In every situation (other than the bedroom) I find myself within myself, observing others and trying to pick up on what is making them tick. I am calm, cool, and self assured and may appear a bit passive. But once we are in the bed with that special one, the gloves come off. I go into intense mode. It is all about her. My goal is to be the best she has ever had or will ever have. My needs are secondary. My total focus is on her and sending her to places she never imagined. That is what gets me off.
As an INFJ I can attest to having a vivid mind and overly elaborate scenarios that can be quite kinky at times. But our people pleasing ability can get in the way of that, so if a partner is not into that, their well being and pleasure takes precedent over our own desires and wishes. nothing to me is more off-putting than a (sexual) partner who does not enjoy themself. I mean if my partner is not happy in a relationship, how can I? that only goes so far obviously, but lust for your own sake never works, it has to be a synthesis, not a one-sided thing, otherwise, pleasuring yourself works pretty good too, say when your partner is not in the mood. but yeah, that emotional connection is tantamount and requires trust, openness, vulnerability and getting to know each other pretty good usually. to let someone in into our "inner sanctum" in a sense takes a lot. We do not open that door for everyone. you need a vip pass for that.
Totally! While I detest how society generally has become enormously superficial and hollow, I still strongly believe that looks can carry a lot of information, but can very easily be deceivable.

SUPPLIED RECORDS:

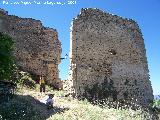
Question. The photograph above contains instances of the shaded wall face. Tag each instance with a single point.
(109, 58)
(37, 49)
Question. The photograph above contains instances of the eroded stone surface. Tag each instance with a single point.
(108, 58)
(37, 48)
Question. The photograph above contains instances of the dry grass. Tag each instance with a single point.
(67, 108)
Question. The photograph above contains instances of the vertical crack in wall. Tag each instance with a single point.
(108, 58)
(37, 48)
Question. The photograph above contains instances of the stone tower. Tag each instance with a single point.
(108, 58)
(37, 48)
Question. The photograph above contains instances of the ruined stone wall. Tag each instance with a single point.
(108, 58)
(37, 49)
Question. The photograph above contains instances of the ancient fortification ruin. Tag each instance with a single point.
(108, 58)
(37, 49)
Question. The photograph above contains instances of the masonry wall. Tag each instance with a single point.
(108, 58)
(37, 48)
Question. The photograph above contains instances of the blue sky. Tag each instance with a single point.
(145, 12)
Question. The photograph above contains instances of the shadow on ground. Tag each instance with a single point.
(26, 108)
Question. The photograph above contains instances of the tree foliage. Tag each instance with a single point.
(6, 57)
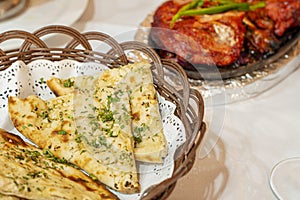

YOUR TASKS:
- a) According to the posts on personality and intimacy, what does someone need to be let into the "inner sanctum"?
- b) Extend the posts on personality and intimacy, picking up right after the final sentence shown.
The records are separate material and are not part of the posts on personality and intimacy.

RESULTS FOR THE EXERCISE:
- a) A VIP pass.

- b)
I might be alone in this, but I have a slightly different take on one point hehe. So basically for me, intimacy (in whatever degree) is tied to a person and not an activity. In this case, sex in and of itself isn't necessarily intimate and can be enjoyed casually (and/or frequently) like other activities with people. It's essentially using the same given body parts to generally feel the same type of similar sensations / potential pleasures, regardless of it being different people. It's indeed within and through profound and complex connections true intimacy is formed. Getting to know, understand and accept each other / share and feel pure emotions, discuss and grow from each others pain, fear, shame, regret, hopes, dreams, wishes etc. That level isn't reachable by many people. Unlike sex, which by nature is more a simple physical act of pleasure in comparison, but still a fun time, even if void of any connection. It becomes something beyond sex if it's with someone you have reach that intimate connection as I mentioned. Same as having conversations with others, often it's the intimate bond with close friends what makes those meaningful, but can also be considered valuable / appreciated in some way with a complete stranger. Anyway, just a quick 'in a nutshell' thought as I killed some time :).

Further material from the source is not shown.